**OBJECTIF PÉDAGOGIQUE:** Selon le texte source, avec quel auteur la série Nomad a-t-elle été réalisée en collaboration ?

---- TEXTE SOURCE

Nouveau !!!  vous pouvez écouter le podcast de l’interview !!

Licence Art Libre v1.3
Prise de son et montage, DAVID Grégory, artiste numérique

Et si vous préférez lire, c’est par ici !   

AD. Tu as obtenu le succès avec deux séries très différentes : Nomad en collaboration avec Jean-David Morvan et Marzi avec Marzena Sowa. L’une est une série de SF, d’anticipation mêlant espionnage, cyberpouvoirs, univers high tech. L’autre est basée sur le témoignage de Marzena, sa jeunesse en Pologne dans les années 80. Des récits très différents avec des styles graphiques également différents. Et on va le voir aussi, avec ce nouvel album, quelque chose de nouveau, et de peu courant, entre récit historique et reportage. Qu’est-ce qui motive tes choix en matière de récit dessinée ?

--------
---- JEU DE DONNÉES

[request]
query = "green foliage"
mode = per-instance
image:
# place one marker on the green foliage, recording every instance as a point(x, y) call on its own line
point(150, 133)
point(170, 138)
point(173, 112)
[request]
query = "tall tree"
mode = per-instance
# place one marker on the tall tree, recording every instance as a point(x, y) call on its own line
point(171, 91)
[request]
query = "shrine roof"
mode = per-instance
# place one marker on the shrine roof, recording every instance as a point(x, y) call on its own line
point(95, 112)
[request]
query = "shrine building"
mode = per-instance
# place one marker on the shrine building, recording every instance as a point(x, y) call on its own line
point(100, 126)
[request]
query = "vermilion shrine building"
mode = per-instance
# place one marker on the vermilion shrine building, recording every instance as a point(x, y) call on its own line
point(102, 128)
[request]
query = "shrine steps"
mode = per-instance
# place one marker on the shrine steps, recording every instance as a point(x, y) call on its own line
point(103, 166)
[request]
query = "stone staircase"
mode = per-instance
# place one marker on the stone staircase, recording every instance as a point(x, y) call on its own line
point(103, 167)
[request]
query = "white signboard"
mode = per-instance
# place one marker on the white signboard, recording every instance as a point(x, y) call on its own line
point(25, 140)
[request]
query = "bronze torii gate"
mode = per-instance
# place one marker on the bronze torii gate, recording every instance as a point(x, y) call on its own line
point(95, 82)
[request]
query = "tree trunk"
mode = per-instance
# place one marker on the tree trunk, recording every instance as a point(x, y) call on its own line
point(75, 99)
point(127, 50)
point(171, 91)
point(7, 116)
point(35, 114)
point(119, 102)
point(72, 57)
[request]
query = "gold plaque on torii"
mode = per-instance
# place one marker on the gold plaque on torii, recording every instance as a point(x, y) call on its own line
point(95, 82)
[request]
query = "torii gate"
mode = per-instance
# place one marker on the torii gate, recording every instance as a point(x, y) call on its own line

--------

**RÉPONSE ATTENDUE:** Jean-David Morvan.